(Directions for this task):
Check each line of the listing, and copy it if it contains the word "concrete".

(Records provided):
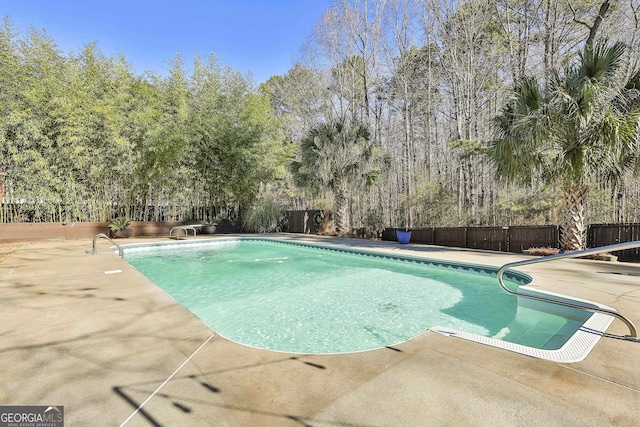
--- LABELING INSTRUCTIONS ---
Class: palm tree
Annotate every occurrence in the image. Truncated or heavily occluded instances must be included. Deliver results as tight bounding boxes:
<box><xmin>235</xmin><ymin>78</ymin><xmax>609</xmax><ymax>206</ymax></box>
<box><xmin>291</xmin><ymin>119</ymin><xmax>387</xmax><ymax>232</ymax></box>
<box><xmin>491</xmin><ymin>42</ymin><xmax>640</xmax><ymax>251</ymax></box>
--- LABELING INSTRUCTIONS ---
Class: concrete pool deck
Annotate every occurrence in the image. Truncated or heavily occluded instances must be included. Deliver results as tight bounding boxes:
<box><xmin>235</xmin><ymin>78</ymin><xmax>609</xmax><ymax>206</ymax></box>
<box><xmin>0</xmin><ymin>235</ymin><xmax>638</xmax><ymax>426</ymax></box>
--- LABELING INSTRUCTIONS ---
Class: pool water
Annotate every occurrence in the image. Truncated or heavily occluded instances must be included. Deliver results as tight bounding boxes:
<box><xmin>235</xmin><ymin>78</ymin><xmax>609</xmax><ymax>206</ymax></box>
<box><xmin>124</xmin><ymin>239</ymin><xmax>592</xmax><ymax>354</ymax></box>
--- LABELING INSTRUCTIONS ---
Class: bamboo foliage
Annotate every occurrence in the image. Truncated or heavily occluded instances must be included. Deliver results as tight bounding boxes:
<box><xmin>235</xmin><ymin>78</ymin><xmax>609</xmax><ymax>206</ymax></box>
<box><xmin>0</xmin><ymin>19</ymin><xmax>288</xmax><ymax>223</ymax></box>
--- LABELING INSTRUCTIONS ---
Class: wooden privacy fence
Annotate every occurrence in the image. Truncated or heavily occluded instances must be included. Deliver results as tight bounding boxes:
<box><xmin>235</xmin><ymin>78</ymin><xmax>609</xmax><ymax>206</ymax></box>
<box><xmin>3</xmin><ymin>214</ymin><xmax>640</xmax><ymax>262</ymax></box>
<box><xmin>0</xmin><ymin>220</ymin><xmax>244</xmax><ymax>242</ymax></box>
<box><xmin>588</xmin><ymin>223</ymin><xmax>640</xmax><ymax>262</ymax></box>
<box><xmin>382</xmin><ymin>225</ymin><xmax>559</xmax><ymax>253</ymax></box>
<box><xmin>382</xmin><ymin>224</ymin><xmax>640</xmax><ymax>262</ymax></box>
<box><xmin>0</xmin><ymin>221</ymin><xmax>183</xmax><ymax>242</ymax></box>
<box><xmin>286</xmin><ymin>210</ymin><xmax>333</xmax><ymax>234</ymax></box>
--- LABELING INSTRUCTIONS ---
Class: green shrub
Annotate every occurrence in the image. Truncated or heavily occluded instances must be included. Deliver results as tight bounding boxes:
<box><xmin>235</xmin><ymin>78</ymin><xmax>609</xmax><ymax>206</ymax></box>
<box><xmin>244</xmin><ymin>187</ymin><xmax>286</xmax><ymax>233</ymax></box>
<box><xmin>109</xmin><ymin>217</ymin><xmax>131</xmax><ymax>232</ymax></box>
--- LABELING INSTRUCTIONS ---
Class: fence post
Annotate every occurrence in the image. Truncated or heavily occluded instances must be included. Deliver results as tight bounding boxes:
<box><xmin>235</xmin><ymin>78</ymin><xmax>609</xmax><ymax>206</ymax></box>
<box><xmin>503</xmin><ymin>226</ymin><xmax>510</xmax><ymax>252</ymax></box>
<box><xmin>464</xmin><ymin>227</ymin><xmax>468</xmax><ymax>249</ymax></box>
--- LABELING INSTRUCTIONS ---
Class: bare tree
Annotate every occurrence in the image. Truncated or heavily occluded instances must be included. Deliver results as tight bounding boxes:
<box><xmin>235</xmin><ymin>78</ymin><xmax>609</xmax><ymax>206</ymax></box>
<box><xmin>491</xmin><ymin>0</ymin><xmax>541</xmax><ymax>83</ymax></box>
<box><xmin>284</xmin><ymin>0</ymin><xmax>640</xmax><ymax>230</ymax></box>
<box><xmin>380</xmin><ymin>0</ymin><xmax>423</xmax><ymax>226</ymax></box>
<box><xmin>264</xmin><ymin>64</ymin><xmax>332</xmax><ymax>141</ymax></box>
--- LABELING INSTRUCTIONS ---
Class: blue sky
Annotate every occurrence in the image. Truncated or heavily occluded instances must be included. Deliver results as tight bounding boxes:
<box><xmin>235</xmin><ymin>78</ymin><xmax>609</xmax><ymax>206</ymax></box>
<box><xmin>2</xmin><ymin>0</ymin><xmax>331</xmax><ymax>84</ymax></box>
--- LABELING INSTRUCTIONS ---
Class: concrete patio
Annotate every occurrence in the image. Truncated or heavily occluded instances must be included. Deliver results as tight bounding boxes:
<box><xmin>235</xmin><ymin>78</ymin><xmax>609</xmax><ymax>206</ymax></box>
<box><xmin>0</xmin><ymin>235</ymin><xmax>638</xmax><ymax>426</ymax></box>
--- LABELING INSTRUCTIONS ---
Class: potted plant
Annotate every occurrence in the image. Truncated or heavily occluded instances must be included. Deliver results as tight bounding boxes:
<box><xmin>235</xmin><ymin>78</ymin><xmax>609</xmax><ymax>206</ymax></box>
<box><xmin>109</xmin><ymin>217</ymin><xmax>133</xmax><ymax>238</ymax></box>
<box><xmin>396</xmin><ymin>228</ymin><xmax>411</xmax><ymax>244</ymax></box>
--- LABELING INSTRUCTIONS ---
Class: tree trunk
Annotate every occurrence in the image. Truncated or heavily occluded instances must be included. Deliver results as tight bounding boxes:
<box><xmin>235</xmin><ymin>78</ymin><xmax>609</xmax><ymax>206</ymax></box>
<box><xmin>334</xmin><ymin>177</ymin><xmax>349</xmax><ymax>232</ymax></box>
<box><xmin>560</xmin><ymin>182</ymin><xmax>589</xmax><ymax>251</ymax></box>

(Written reply):
Class: concrete pool deck
Class: concrete patio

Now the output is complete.